START Raw records

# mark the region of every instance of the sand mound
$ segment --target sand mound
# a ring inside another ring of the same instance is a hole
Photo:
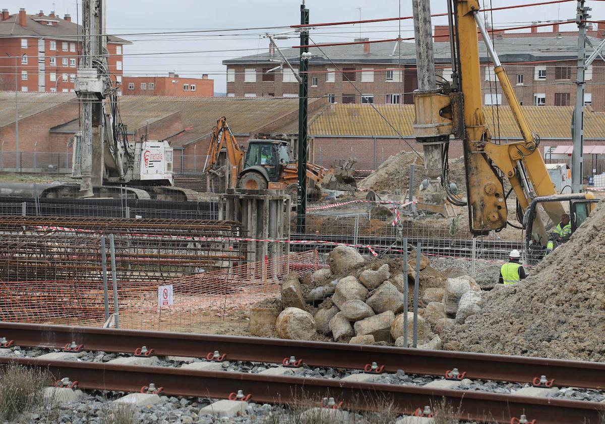
[[[445,336],[446,349],[605,361],[605,205],[512,287]]]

END Raw records

- [Set problem]
Your task is to reproduce all of the material exactly. The pictures stay out.

- [Exercise result]
# mark the region of every instance of the sand mound
$ segment --target sand mound
# a ring inside another ring of the same instance is a hole
Photo:
[[[445,336],[446,349],[605,361],[605,205],[512,287]]]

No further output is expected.